»»

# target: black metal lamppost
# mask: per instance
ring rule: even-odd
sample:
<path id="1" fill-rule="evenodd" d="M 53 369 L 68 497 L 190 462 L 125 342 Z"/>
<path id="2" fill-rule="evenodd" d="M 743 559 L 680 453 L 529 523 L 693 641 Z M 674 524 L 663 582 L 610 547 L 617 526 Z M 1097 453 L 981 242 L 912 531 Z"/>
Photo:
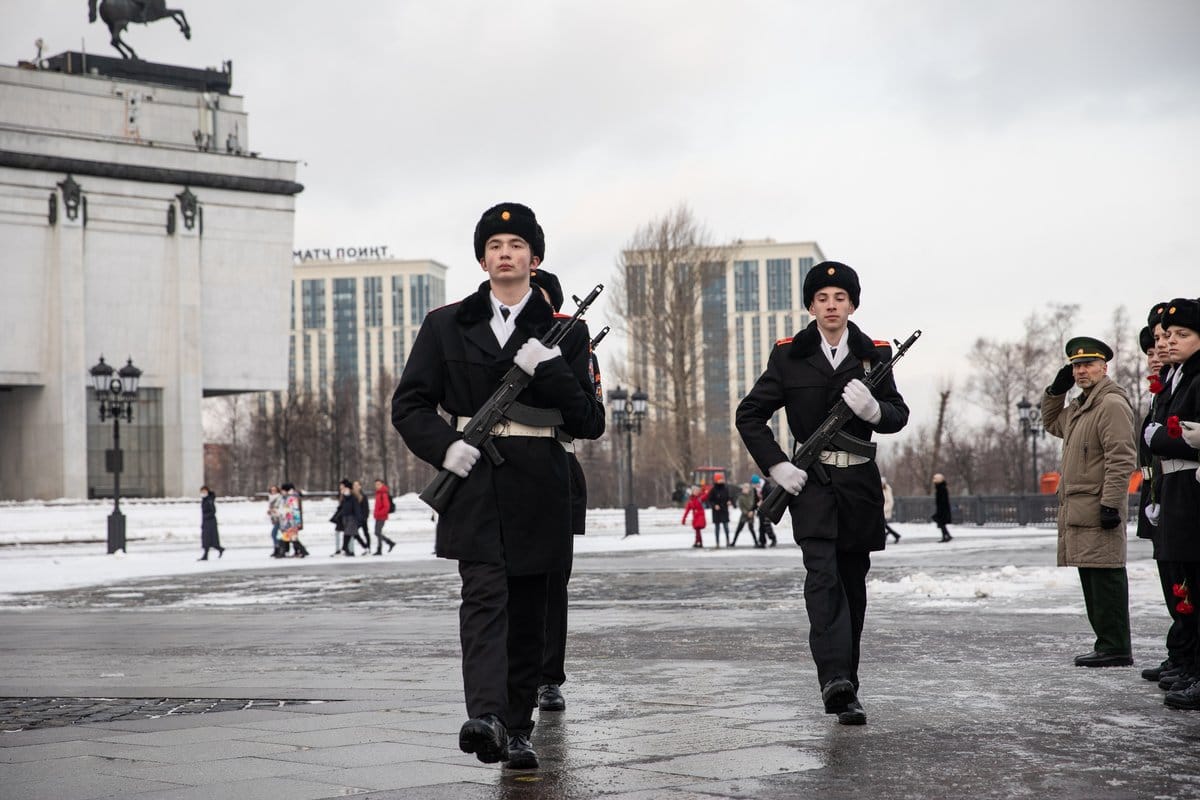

««

INSTRUCTIONS TO FOLLOW: Could you copy exactly, and with no pictures, the lines above from the one containing "743 559 L 680" through the last line, both included?

TASK RESULT:
<path id="2" fill-rule="evenodd" d="M 743 559 L 680 453 L 529 523 L 693 641 Z M 674 524 L 663 582 L 610 547 L 617 526 Z M 1097 453 L 981 242 L 912 531 Z"/>
Photo:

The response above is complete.